**Problem to solve**
Pull out every line of the records below that has the word "wooden" in it. Upper and lower case must match.

**Dataset records**
>>
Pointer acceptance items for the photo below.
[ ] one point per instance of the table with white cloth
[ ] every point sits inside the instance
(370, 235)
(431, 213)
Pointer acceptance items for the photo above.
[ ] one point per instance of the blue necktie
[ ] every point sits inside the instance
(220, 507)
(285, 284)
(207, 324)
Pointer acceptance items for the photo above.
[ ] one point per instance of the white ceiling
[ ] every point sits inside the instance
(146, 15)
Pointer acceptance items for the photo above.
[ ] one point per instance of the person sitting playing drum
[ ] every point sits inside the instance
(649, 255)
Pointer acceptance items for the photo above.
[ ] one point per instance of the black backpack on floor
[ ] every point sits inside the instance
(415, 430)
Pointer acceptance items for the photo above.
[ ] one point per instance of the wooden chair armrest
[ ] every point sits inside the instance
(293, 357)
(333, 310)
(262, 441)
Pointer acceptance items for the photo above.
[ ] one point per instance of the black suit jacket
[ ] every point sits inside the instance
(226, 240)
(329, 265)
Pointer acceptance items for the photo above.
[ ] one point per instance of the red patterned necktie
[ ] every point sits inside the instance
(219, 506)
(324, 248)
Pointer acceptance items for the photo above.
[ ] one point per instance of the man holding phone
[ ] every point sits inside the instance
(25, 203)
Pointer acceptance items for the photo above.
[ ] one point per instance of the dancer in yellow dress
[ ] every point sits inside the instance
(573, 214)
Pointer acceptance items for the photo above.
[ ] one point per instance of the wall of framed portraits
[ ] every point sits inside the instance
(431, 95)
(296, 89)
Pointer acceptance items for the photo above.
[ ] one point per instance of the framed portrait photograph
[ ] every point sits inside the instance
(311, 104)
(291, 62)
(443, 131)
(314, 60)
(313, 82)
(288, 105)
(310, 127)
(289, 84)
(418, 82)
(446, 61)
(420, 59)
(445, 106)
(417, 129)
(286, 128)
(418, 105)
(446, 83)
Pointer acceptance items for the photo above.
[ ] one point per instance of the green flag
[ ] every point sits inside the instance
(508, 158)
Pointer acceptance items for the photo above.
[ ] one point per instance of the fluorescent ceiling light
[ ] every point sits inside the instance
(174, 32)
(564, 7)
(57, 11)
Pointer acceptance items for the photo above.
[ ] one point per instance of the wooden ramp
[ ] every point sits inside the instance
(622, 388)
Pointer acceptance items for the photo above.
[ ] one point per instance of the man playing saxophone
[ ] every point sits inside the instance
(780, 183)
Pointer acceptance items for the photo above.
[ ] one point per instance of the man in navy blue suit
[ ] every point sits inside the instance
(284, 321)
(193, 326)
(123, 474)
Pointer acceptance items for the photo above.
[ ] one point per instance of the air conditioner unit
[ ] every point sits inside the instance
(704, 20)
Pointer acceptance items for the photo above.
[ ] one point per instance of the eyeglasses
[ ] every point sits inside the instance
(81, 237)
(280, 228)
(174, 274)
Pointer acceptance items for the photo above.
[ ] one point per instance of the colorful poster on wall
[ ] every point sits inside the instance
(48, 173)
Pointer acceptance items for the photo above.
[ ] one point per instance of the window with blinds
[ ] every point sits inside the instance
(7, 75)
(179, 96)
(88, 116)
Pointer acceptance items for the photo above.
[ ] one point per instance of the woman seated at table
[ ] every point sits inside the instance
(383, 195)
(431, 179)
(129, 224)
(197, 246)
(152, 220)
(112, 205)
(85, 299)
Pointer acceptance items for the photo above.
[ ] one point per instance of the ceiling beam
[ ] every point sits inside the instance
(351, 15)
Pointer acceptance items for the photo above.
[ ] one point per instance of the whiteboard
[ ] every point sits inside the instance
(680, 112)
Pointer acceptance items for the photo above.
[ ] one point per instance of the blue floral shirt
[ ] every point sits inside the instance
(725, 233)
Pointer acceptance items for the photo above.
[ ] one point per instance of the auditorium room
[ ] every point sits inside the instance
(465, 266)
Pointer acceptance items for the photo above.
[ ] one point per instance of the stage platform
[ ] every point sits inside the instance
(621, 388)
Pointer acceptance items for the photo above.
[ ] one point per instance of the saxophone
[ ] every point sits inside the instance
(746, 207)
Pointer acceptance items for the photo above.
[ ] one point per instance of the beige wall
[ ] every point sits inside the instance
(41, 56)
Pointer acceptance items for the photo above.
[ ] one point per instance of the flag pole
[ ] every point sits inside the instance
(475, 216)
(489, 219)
<<
>>
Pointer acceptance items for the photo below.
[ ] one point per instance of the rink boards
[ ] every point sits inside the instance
<<
**Task solution**
[ ] one point per instance of the wooden chair armrest
[ ] one point per instance of the wooden ramp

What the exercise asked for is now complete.